Every line below must come back exactly as it stands, with the images omitted.

(Saved entries)
━━━━━━━━━━━━━━━━━━━━

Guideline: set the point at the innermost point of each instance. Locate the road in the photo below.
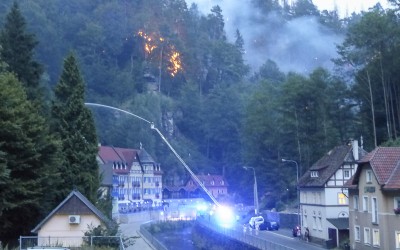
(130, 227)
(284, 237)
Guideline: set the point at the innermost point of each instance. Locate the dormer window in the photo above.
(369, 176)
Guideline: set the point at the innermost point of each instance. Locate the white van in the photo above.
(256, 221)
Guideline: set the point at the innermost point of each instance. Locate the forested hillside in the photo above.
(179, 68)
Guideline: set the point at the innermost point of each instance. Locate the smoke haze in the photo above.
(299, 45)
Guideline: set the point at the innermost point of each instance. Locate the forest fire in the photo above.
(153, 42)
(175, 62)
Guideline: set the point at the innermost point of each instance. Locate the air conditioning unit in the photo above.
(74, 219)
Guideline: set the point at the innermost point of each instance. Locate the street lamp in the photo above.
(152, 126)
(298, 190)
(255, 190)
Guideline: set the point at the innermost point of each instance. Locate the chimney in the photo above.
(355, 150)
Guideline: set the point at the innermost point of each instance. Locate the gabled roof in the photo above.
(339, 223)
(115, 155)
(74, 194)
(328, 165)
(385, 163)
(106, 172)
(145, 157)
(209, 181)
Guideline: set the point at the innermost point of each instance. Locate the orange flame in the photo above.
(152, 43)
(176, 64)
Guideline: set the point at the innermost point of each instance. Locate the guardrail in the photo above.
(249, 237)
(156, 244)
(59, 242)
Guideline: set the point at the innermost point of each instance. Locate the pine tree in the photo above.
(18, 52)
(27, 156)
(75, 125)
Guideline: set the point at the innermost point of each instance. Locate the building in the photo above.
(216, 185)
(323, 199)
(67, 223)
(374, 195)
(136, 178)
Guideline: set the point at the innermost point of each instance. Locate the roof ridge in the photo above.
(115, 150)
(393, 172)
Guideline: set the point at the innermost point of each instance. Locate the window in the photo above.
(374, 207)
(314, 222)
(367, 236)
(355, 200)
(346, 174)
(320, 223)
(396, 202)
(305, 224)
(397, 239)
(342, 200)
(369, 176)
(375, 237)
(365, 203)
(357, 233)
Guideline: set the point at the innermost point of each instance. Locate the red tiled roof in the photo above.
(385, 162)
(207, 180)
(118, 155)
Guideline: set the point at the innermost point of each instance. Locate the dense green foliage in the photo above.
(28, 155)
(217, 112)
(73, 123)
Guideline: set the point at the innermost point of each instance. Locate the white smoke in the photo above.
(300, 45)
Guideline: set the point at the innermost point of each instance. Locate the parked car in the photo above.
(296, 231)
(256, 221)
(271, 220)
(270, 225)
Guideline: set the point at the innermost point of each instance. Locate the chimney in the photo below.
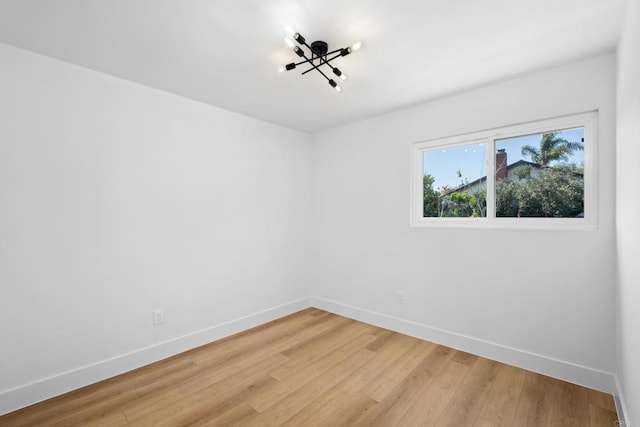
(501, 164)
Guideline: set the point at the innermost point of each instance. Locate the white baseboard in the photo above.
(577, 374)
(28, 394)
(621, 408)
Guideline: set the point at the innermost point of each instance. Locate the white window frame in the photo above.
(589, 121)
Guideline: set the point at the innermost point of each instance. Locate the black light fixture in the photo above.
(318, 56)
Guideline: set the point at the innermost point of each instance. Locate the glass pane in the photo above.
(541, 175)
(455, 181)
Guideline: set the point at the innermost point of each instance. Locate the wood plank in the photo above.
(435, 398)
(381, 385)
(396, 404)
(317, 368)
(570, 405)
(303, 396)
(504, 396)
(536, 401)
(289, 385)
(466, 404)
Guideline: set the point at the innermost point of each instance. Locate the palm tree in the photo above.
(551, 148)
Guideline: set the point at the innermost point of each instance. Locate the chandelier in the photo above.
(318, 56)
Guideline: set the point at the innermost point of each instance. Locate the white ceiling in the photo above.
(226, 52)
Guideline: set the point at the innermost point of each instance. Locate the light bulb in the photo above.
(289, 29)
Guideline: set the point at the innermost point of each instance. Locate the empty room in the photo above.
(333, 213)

━━━━━━━━━━━━━━━━━━━━

Output ▸
Guideline: set the point at the innermost point of each instance. Locate the road in the photo below.
(130, 227)
(284, 237)
Guideline: set the point at the innermost point of each instance. Locate the dormer window in the photo above.
(369, 176)
Guideline: set the point at the innermost point of each instance. Locate the white van in the photo above.
(256, 221)
Guideline: set the point at the innermost point of each instance. Locate the forested hillside in the photo above.
(179, 68)
Guideline: set the point at the innermost point of each instance. Locate the smoke haze in the photo above.
(299, 45)
Guideline: set the point at the innermost point of each instance. Locate the forest fire in the photo above.
(153, 42)
(175, 62)
Guideline: set the point at the innermost point of each instance. Locate the air conditioning unit in the photo above.
(74, 219)
Guideline: set the point at the innermost point of each instance. Locate the street lamp in the photo above.
(152, 126)
(298, 190)
(255, 190)
Guideline: set the point at the innermost point of each instance. Locate the chimney in the photo above.
(355, 150)
Guideline: set the point at the innermost point of each instance. Locate the gabled roof in the photo above.
(339, 223)
(115, 155)
(74, 194)
(328, 165)
(385, 163)
(106, 172)
(145, 157)
(209, 181)
Guideline: set the point at the innermost point of each instance. Locate the orange flame in the photo above.
(152, 43)
(176, 64)
Guideline: set the point at the innermost point of each instance. Locate the guardrail in the photo above.
(249, 237)
(156, 244)
(59, 242)
Guideline: set the point at the innermost point of each instance. Locate the pine tree in the photo above.
(18, 52)
(27, 156)
(75, 125)
Guideline: set the point at the innermost point of each instance. Locate the building in the photo above.
(216, 185)
(323, 199)
(67, 223)
(374, 195)
(136, 178)
Guideline: set the point at the innermost point of each instance. Locate the roof ridge in the photo above.
(115, 150)
(393, 172)
Guideline: set the point at the innermost point of each instance. Locate the window in the photo above.
(374, 207)
(314, 222)
(367, 236)
(355, 200)
(346, 174)
(320, 223)
(396, 202)
(305, 224)
(397, 239)
(342, 200)
(369, 176)
(375, 237)
(365, 203)
(357, 233)
Guideline: set the point at the innermost point of each instance. Locate the red tiled roof in the photo above.
(385, 162)
(207, 180)
(118, 155)
Guideline: set the point at the innermost point of each instance. Locate the dense green foliage in the photo above.
(28, 155)
(217, 112)
(73, 123)
Guideline: set the point at the innermost point of each instance. Locate the white smoke in the photo above.
(300, 45)
Guideline: set the point at the innermost point of each instance. Locate the parked car in the photo above.
(296, 231)
(256, 221)
(271, 220)
(270, 225)
Guideline: set the point at the innermost point of each instance. Locate the chimney in the photo below.
(501, 164)
Guideline: set the point at the innermost point of each instance. Locate the white baseboard in the photo above.
(577, 374)
(28, 394)
(621, 408)
Guideline: set the point at the innermost point of each instance. Locate the white window frame in the photo above.
(589, 121)
Guideline: set the point at the innermost point of each instance. Locate the black light fixture in the photo above.
(318, 56)
Guideline: set the point at the innermost point of each instance. Locate the glass pane in the photo above.
(541, 175)
(455, 181)
Guideline: set the point at the innermost point of each instance. Locate the wood plank in the photo above.
(435, 398)
(381, 385)
(396, 404)
(317, 368)
(570, 405)
(303, 396)
(504, 396)
(536, 401)
(289, 385)
(466, 404)
Guideline: set the point at the innermost point of each instance. Locate the palm tree in the photo above.
(551, 148)
Guideline: set the point at the innermost point of each instance. Locate the chandelier in the photo above.
(318, 56)
Guideline: set the point at the innermost point of each instance. Locate the white ceiling in the photo above.
(226, 52)
Guideline: set the point at the innermost point of each instance. Locate the light bulb in the photo above.
(289, 29)
Guideline: set the point at the innermost point of each instance. Locate the empty room in the photo above.
(333, 213)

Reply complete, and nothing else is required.